::: Information given

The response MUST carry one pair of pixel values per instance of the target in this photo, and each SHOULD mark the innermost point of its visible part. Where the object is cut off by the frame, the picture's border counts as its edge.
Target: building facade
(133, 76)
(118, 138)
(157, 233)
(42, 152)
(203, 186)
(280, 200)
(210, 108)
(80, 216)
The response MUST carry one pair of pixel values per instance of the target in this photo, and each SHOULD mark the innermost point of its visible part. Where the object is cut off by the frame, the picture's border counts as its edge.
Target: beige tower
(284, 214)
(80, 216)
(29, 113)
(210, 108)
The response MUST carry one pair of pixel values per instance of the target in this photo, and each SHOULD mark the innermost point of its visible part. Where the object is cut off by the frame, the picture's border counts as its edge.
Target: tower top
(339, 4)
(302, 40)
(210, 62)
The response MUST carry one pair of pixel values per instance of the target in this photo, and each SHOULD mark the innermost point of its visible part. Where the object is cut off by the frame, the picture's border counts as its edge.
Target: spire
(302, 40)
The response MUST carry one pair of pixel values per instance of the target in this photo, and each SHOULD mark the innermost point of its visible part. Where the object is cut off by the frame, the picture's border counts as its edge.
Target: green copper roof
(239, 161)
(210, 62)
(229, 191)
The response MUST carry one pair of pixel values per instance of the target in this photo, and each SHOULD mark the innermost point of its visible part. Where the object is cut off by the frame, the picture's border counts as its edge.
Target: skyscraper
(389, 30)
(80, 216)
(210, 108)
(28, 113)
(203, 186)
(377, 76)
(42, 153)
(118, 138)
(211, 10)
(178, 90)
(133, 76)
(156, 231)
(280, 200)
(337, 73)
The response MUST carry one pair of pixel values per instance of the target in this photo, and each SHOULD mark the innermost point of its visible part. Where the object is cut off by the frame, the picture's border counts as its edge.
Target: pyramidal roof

::::::

Challenge.
Copy every line from the items above that contains the string "roof", matching case exactly.

Answer to the exercise.
Target: green copper roof
Target: pyramidal roof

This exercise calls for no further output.